From the listing below, extract every line in which the word "door" appears.

■ ■ ■

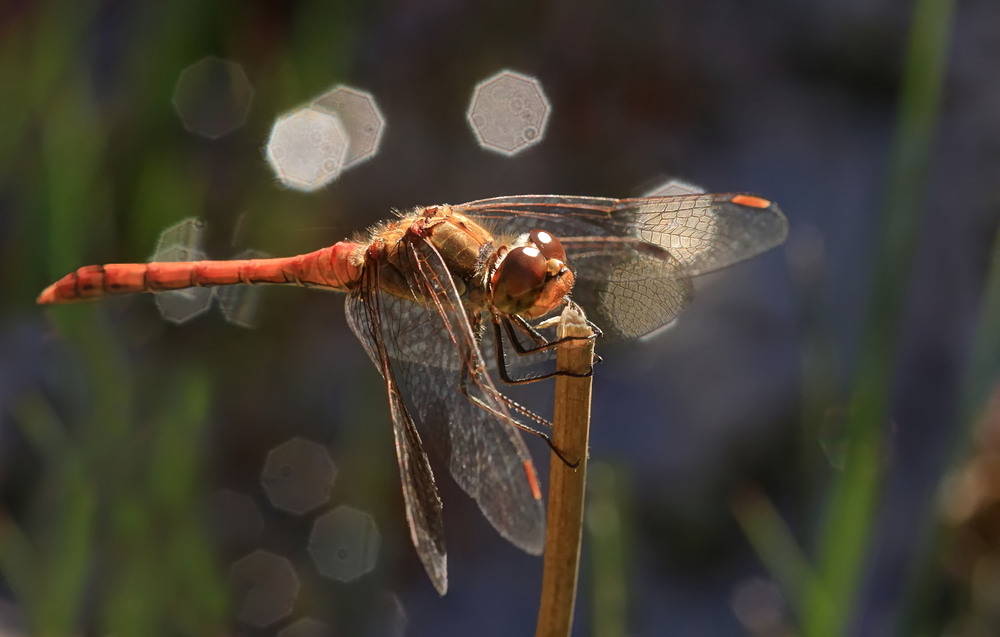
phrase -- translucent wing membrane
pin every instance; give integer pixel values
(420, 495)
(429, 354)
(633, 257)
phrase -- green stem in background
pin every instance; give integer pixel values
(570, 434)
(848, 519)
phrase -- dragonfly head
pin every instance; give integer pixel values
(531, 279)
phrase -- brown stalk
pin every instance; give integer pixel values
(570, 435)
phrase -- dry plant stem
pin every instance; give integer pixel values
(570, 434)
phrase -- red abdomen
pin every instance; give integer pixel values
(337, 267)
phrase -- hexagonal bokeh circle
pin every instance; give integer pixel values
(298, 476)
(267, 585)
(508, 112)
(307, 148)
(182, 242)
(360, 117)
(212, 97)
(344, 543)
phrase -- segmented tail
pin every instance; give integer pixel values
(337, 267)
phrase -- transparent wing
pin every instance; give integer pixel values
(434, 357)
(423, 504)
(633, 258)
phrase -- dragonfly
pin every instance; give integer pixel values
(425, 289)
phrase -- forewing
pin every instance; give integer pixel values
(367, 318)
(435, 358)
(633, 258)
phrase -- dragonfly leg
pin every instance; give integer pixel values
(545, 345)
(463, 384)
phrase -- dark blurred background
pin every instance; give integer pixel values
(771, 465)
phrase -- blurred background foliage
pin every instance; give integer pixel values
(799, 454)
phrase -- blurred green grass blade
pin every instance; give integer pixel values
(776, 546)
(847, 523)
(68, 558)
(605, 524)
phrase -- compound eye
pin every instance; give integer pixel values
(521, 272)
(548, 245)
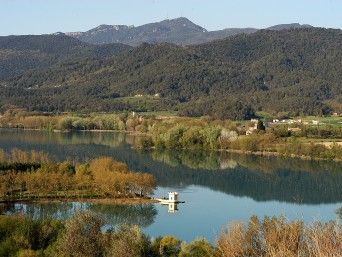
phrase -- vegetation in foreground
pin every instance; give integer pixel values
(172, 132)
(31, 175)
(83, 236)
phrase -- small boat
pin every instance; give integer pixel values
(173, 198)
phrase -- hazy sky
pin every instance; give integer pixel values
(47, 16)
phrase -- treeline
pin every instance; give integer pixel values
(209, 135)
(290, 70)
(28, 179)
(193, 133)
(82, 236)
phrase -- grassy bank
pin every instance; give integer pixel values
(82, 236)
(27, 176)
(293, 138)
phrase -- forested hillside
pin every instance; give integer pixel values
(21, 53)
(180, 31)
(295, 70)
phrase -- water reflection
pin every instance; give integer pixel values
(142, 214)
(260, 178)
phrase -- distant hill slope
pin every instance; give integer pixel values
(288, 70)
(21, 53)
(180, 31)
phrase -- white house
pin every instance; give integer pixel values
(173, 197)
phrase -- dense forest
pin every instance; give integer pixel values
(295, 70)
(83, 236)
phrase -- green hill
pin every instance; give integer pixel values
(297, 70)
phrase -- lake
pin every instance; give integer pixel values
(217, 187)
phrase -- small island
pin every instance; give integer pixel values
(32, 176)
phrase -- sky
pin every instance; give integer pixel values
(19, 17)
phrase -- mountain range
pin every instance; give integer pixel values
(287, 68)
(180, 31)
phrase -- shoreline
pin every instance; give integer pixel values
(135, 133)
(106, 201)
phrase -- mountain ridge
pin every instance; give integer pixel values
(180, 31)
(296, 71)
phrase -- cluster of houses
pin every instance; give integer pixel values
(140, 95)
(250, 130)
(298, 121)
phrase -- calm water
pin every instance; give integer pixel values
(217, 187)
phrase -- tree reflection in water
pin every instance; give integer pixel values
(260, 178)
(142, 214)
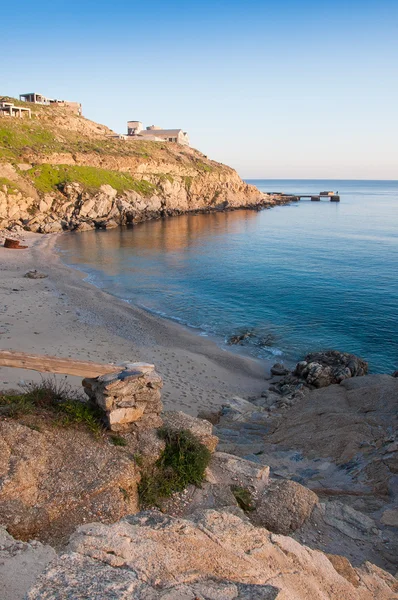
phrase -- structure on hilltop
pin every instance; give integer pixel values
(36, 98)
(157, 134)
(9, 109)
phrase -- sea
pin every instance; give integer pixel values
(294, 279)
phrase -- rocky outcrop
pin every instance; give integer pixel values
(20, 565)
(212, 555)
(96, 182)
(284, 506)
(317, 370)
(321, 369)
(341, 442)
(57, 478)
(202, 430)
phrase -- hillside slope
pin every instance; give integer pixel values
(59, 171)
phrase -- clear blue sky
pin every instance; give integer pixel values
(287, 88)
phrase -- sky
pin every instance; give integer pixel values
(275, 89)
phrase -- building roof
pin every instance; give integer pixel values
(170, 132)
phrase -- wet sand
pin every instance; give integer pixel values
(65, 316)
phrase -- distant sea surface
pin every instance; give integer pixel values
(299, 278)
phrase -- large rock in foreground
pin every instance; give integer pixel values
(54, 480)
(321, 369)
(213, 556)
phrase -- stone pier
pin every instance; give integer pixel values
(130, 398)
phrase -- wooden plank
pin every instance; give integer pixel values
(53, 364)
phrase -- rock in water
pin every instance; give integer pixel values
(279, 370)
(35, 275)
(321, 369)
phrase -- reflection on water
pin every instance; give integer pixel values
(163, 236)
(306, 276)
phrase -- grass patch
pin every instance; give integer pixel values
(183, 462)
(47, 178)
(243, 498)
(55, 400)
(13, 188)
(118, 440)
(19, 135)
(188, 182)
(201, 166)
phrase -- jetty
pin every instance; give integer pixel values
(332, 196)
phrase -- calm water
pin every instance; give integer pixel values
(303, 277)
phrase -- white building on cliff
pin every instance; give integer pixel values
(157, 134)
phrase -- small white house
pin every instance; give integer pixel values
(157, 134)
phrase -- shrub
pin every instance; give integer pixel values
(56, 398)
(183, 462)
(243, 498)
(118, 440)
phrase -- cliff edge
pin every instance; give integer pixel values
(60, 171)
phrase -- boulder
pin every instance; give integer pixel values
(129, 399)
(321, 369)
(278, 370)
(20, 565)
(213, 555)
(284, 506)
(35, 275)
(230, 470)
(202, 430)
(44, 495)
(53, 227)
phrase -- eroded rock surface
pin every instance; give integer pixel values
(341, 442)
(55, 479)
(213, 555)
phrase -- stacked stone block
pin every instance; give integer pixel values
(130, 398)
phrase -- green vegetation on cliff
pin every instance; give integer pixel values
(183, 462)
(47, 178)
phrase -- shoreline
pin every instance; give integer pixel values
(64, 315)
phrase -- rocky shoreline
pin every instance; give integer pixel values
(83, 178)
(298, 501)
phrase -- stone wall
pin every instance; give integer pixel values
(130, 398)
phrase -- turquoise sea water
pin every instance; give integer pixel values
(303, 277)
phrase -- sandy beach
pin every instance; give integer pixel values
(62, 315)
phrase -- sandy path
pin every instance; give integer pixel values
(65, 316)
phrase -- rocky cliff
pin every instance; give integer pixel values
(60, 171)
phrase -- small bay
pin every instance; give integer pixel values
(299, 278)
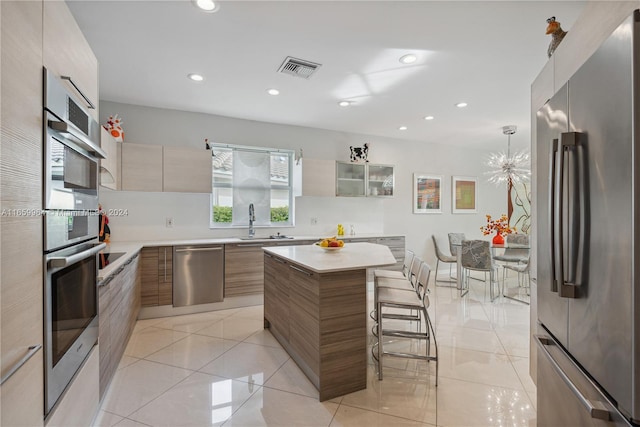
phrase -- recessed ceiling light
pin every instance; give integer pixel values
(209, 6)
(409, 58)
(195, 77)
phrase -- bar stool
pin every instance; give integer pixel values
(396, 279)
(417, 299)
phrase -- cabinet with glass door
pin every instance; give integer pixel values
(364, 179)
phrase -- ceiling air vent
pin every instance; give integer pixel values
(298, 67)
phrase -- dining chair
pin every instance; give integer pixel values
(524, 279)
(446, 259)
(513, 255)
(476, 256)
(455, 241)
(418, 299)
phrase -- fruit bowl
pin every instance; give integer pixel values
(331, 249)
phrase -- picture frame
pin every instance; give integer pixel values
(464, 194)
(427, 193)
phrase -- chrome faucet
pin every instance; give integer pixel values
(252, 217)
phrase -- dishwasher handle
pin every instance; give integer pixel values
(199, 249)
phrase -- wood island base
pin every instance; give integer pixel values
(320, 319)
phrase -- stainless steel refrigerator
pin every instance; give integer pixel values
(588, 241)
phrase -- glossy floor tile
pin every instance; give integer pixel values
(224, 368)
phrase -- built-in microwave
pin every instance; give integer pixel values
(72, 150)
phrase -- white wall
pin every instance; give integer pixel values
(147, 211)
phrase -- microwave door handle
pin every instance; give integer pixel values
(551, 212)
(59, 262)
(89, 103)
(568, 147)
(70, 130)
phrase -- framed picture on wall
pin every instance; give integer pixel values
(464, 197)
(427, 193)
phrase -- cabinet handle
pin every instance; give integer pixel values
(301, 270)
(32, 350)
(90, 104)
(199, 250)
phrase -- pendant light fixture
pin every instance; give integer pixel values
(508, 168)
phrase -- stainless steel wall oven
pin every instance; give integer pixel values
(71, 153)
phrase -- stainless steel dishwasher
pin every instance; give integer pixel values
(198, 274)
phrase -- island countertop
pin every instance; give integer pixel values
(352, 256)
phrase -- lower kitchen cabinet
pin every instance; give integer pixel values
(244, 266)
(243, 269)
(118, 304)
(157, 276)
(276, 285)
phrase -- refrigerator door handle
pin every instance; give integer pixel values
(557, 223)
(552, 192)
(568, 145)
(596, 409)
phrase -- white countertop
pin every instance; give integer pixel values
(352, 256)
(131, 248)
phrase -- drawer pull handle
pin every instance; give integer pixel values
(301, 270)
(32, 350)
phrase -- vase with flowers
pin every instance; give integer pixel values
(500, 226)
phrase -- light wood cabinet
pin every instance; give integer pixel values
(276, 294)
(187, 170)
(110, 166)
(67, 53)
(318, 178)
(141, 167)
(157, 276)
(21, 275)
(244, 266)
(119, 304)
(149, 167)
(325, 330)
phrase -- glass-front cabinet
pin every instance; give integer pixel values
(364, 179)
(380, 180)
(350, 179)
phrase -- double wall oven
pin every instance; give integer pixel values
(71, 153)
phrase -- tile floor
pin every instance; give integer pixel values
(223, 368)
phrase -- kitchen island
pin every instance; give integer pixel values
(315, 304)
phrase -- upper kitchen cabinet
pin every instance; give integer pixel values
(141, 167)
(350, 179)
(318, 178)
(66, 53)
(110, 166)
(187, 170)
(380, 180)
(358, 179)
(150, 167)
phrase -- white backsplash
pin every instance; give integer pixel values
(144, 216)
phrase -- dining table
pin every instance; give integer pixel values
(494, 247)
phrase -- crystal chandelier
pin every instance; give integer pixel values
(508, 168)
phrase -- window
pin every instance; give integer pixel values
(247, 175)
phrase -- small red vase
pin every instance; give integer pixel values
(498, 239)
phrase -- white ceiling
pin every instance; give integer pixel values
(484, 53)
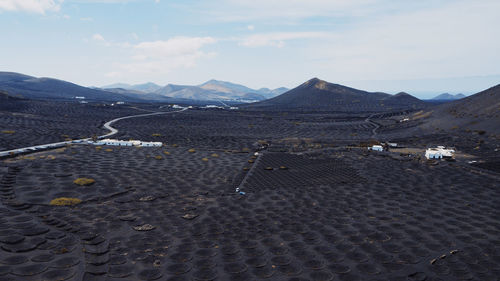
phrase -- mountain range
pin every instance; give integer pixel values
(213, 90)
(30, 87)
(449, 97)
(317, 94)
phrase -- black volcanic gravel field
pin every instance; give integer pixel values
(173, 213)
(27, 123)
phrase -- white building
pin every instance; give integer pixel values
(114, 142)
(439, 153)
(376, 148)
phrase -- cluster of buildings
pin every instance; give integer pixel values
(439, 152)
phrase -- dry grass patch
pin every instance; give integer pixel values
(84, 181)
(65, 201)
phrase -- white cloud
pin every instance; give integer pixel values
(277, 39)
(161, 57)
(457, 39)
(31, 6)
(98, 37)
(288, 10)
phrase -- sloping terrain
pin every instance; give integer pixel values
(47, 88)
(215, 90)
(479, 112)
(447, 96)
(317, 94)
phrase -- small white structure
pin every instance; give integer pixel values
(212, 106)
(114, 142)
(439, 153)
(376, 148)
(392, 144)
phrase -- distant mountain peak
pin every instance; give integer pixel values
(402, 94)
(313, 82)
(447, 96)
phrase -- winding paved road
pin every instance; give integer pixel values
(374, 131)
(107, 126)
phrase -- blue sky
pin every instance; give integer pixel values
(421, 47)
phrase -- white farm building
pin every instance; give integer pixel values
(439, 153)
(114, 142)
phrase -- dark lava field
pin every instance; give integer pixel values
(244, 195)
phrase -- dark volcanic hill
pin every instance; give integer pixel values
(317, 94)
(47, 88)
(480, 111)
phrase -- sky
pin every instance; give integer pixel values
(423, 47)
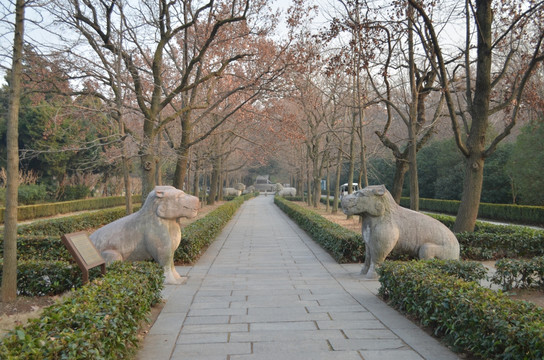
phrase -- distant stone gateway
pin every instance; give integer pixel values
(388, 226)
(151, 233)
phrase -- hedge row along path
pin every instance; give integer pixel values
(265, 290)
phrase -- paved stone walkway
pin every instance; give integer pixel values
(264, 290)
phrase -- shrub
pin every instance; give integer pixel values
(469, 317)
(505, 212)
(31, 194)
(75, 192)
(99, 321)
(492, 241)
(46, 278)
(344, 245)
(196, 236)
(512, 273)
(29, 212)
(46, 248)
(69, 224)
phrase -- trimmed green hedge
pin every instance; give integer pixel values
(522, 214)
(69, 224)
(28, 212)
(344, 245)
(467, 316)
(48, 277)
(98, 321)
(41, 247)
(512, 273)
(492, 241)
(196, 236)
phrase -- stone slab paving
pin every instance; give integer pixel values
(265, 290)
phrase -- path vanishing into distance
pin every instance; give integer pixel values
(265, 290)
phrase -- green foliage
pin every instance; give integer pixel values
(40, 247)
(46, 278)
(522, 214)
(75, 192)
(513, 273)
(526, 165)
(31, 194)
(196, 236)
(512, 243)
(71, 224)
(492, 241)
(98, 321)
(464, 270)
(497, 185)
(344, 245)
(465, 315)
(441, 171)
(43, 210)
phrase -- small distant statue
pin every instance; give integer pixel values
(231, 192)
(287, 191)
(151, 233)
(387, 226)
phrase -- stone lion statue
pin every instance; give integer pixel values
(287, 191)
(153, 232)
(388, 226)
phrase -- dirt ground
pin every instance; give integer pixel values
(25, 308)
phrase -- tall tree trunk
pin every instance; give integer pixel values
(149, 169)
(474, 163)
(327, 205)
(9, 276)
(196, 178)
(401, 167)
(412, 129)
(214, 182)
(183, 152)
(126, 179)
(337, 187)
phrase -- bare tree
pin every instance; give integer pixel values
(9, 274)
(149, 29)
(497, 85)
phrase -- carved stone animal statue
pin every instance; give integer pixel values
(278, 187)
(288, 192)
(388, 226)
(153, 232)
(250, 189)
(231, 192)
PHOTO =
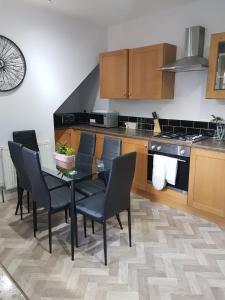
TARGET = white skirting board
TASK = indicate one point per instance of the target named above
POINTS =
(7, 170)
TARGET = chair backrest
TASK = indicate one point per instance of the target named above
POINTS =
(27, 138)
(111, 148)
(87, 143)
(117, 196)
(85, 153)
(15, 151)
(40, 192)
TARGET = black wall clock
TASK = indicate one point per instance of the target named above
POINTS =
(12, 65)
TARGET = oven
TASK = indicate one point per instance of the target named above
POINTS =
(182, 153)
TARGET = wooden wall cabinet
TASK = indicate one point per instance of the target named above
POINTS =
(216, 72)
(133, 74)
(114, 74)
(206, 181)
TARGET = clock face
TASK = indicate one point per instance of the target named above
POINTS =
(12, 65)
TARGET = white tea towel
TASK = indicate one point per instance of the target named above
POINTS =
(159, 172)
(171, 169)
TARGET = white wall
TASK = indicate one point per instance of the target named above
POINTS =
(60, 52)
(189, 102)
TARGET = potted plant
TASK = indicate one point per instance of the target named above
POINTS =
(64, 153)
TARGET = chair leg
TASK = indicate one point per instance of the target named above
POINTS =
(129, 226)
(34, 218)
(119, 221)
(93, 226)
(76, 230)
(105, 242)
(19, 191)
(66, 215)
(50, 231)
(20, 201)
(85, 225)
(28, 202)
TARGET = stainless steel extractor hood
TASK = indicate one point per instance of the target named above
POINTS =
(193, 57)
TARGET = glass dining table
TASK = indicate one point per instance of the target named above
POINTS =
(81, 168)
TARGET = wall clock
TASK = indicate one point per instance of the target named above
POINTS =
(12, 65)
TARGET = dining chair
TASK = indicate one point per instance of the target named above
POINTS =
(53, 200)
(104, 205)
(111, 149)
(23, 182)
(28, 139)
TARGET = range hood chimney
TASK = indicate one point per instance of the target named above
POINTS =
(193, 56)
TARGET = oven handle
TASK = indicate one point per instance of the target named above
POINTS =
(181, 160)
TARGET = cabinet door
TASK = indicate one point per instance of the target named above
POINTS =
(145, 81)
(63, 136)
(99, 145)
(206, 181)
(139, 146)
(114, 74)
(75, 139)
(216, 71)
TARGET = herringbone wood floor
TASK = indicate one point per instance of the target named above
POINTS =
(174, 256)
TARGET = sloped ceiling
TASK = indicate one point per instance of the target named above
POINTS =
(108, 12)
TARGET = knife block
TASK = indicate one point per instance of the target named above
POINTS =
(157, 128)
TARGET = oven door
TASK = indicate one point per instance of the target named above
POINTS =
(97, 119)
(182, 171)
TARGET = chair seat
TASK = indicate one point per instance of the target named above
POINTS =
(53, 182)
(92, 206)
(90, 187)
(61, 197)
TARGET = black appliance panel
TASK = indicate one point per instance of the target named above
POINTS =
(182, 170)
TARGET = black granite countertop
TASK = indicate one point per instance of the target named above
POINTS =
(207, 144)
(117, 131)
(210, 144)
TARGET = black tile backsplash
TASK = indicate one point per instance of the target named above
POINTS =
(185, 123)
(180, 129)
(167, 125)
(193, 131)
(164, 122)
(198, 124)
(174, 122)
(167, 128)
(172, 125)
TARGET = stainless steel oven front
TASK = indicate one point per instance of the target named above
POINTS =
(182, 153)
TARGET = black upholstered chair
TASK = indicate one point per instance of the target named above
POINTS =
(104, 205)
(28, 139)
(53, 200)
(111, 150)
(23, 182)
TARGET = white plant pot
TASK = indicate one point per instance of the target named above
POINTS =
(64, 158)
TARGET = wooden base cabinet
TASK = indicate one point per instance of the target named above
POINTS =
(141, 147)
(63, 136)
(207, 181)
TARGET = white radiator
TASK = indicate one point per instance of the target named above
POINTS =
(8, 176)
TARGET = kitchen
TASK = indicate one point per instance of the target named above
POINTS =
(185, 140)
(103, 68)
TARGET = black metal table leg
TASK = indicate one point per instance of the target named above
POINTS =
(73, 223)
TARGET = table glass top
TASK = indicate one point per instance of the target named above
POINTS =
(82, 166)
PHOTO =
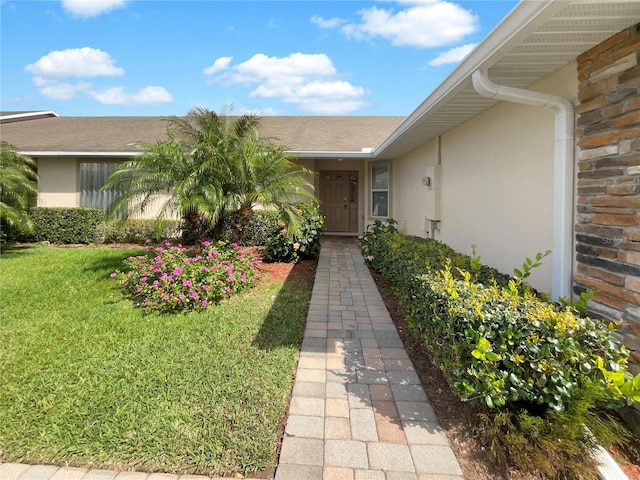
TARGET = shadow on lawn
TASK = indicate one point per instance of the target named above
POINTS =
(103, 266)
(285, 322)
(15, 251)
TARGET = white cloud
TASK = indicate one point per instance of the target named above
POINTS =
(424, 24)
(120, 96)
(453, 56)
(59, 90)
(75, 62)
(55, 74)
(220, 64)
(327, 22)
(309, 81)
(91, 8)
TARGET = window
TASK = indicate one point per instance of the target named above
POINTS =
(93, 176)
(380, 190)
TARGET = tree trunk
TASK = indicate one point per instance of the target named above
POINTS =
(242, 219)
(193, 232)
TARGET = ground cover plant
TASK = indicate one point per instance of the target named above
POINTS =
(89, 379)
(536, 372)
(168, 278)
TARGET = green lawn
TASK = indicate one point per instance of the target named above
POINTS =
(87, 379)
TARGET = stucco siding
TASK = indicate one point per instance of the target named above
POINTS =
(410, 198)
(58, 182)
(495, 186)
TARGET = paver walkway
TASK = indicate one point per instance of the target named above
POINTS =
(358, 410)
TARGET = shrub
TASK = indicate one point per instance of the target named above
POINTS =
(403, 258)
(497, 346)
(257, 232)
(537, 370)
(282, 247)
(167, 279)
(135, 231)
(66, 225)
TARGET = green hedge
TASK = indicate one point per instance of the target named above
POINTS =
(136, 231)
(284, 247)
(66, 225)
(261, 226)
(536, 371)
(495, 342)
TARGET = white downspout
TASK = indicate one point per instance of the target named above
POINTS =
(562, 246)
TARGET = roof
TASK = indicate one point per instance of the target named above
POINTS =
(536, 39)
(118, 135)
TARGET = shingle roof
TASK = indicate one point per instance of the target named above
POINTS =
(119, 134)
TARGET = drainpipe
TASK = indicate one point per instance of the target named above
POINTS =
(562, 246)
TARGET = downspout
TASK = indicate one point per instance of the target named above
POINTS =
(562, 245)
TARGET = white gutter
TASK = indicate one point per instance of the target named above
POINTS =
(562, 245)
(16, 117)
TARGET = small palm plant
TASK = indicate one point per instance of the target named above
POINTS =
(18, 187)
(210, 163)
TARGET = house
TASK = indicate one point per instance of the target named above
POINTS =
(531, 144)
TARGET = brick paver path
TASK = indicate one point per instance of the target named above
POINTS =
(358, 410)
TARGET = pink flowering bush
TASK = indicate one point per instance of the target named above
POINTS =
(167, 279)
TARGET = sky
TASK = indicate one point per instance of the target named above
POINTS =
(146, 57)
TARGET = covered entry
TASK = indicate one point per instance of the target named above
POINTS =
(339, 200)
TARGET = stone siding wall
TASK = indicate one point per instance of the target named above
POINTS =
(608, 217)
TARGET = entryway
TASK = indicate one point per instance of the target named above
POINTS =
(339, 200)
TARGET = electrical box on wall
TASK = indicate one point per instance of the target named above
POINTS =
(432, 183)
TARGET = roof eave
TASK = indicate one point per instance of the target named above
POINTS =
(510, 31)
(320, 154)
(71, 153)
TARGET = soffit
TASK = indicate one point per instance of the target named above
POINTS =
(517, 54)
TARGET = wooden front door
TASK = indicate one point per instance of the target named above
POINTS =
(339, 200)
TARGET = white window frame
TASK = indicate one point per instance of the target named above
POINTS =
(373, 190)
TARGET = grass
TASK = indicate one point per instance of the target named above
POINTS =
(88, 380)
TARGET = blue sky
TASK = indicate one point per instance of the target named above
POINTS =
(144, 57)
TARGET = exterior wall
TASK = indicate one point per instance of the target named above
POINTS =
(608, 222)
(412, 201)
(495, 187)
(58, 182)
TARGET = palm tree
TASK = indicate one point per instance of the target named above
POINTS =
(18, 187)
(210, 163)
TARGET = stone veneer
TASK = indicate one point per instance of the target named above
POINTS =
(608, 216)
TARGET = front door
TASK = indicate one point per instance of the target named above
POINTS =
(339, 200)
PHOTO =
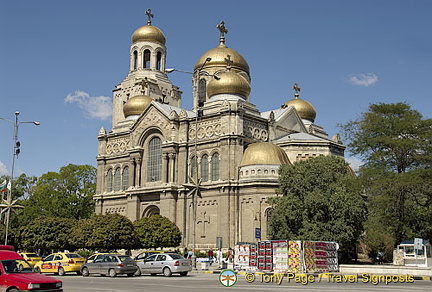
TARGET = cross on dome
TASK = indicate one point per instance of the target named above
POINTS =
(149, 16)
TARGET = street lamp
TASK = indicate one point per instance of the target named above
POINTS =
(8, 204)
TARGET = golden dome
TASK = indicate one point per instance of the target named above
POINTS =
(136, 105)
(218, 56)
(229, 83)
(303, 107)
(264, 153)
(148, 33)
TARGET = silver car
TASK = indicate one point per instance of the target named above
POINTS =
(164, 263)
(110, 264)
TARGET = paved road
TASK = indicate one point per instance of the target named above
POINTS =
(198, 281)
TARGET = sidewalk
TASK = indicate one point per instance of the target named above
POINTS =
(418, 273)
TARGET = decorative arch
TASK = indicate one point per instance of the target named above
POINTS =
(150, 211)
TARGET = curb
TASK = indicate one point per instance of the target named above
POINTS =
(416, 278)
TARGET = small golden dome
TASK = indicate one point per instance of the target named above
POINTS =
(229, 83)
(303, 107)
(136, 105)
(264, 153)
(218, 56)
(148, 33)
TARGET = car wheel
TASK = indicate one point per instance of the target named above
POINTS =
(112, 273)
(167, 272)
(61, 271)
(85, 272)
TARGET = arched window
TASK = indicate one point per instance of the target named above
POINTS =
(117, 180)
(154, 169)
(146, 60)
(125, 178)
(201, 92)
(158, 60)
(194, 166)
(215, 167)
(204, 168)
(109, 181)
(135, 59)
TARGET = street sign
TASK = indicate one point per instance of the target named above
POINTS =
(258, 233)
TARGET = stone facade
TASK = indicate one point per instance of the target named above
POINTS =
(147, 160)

■ ■ ■

▸ **Exercise response**:
phrase -- cabinet with glass door
phrase -- microwave door handle
phrase -- refrigerator door handle
TARGET = cabinet door
TARGET = oven door
TARGET = wooden front door
TARGET = front door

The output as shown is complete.